# [WORK REQUIRED]
The entries shown next need to be written again word for word.

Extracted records
:::

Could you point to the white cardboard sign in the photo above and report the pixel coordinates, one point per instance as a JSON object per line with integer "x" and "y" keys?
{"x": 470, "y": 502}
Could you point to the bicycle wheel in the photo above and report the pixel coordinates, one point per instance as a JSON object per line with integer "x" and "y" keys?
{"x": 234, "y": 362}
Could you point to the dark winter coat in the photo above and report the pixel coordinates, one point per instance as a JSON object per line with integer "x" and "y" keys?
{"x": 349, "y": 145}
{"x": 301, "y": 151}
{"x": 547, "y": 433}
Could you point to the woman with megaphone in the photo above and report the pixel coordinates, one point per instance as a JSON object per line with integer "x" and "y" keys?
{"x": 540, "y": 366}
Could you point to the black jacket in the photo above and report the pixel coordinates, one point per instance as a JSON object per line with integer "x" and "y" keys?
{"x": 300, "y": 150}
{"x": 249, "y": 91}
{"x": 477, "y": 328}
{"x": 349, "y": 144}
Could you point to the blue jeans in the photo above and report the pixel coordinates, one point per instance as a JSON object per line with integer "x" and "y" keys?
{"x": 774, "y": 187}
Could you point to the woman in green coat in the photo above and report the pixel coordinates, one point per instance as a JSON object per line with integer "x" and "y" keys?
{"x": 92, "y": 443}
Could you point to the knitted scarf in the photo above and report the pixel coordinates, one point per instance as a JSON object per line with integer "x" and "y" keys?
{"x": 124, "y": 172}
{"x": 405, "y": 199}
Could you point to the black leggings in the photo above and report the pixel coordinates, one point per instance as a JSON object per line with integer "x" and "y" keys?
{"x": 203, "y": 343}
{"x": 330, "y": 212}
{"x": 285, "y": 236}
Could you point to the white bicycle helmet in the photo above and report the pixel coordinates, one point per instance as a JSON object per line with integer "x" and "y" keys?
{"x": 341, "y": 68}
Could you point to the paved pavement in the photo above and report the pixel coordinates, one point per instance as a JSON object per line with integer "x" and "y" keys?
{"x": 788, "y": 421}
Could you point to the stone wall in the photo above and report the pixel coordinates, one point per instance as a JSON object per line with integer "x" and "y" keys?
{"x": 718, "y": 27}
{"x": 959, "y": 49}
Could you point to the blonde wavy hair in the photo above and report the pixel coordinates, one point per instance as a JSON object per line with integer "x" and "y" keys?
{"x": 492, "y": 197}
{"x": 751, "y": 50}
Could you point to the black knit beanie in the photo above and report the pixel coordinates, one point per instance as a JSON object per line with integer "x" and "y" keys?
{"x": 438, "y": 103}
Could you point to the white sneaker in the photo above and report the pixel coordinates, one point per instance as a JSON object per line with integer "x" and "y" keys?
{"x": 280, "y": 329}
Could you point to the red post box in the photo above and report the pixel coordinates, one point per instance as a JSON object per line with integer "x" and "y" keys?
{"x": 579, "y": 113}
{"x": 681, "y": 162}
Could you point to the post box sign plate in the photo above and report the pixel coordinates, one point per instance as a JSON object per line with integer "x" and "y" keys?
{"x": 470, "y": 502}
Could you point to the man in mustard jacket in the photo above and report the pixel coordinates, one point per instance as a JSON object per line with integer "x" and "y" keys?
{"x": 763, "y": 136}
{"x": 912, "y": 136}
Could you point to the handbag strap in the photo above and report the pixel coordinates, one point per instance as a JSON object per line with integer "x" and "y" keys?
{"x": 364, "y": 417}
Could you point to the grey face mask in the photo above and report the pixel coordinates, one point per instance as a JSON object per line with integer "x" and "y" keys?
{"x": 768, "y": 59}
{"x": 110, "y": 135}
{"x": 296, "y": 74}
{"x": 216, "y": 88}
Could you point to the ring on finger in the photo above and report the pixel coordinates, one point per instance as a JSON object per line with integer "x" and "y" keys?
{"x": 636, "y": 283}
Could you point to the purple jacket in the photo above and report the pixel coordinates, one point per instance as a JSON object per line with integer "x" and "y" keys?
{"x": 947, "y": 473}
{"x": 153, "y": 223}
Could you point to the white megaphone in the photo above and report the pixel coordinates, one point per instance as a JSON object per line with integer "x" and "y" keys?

:::

# [YOUR RESPONSE]
Could you point to the white cardboard sign in the photo above and report the pixel coordinates, one point per instance as a JSON object per line with integer "x" and "y" keys?
{"x": 470, "y": 502}
Could you point to the bicycle wheel in the photo above and report the pixel coordinates, one point per instance as a JSON object per line with integer "x" and "y" keys?
{"x": 234, "y": 362}
Could you point to the dark winter coat in the photo above and report the pixel coordinates, one point per instance as a JSON object per line with integer "x" and "y" keys?
{"x": 349, "y": 145}
{"x": 301, "y": 151}
{"x": 547, "y": 433}
Could you point to the woman with megaphone in the photo above and report the pixel coordinates, one point per instance as a JSON object per line with integer "x" and "y" keys?
{"x": 540, "y": 366}
Could you point to the black jacket in the photo above and report the pixel coordinates, one point per instance as a JSON object per line with integer "x" and "y" keys?
{"x": 300, "y": 150}
{"x": 249, "y": 91}
{"x": 477, "y": 328}
{"x": 349, "y": 144}
Could you point to the blue jeans in the photo above and report the pixel coordinates, one point per instance as a JSON object per line with integer "x" and "y" keys?
{"x": 774, "y": 187}
Could you point to the woman in green coat in the photo above and report the pixel coordinates, one point per instance as a JSON object per line with integer "x" and "y" keys?
{"x": 92, "y": 443}
Could you point to the knitted scarf in the photo above and report the pixel coordinates, one point per instance as a JSON object per line with integer "x" and "y" keys?
{"x": 124, "y": 172}
{"x": 405, "y": 199}
Could you point to the black leggings in the photo above and report the pixel coordinates, one point per instance as a JSON object per line with integer "x" and "y" keys?
{"x": 203, "y": 343}
{"x": 330, "y": 212}
{"x": 285, "y": 236}
Could you point to the white bicycle helmet in the photo above and report the pixel coordinates, one point per instance as a JSON object per line with integer "x" and "y" keys?
{"x": 341, "y": 68}
Could you point to the paved pavement in the photo above and report the pixel coordinates, one point per instance as a JSON object per line with integer "x" and "y" keys?
{"x": 788, "y": 421}
Could you point to the stone wall in the photo above and report the pixel coordinates, one point per instance as a JSON object per line with integer "x" and "y" keys?
{"x": 718, "y": 27}
{"x": 959, "y": 49}
Could you point to the blonde wavy hair in the photo above and report the pixel coordinates, one point per instance as a JSON object per line with integer "x" and "y" keys?
{"x": 492, "y": 197}
{"x": 751, "y": 50}
Could you point to the black knit beanie in the photo above and report the pixel coordinates, one point per instance as a JSON object per line with integer "x" and "y" keys?
{"x": 438, "y": 103}
Could you point to the white sneaker in the photo above and report the pixel coordinates, one point per instance as a JSON object per line with integer "x" and "y" keys?
{"x": 280, "y": 329}
Could you point to the red post box in the photo above and report the pixel coordinates, one point per instance as a JSON object per line with integer "x" and "y" keys?
{"x": 579, "y": 113}
{"x": 681, "y": 162}
Could you point to the post box sign plate in the photo above and report the pixel coordinates, one point per instance as a JSON object per line with integer "x" and "y" keys?
{"x": 470, "y": 502}
Could you point to the man in mustard jacket in the photo above and report the pixel coordinates, one point per instance as a JSON object per line with integer "x" and "y" keys?
{"x": 763, "y": 136}
{"x": 912, "y": 136}
Could you point to the handbag strap in the photo above and report the pixel coordinates, one point per instance as a JSON object per line with integer "x" and "y" keys?
{"x": 364, "y": 417}
Could you point to the grey face mask in the photo above and report the pixel coordinates, one point per instance as a JSON object per line with integer "x" and "y" keys?
{"x": 768, "y": 59}
{"x": 110, "y": 135}
{"x": 296, "y": 74}
{"x": 216, "y": 88}
Could you point to the ring on finger in the photo above and report the pixel coordinates, one point per instance as a JSON object per line with integer "x" and "y" keys?
{"x": 636, "y": 283}
Could you point to the purple jacket in the photo above and report the pixel coordinates, one point per instance as a JSON object per line with integer "x" and "y" keys?
{"x": 947, "y": 473}
{"x": 153, "y": 223}
Could you point to the white megaphone in the photo above and report the pixel coordinates, one point per instance as a JSON object per line with integer "x" and "y" keys?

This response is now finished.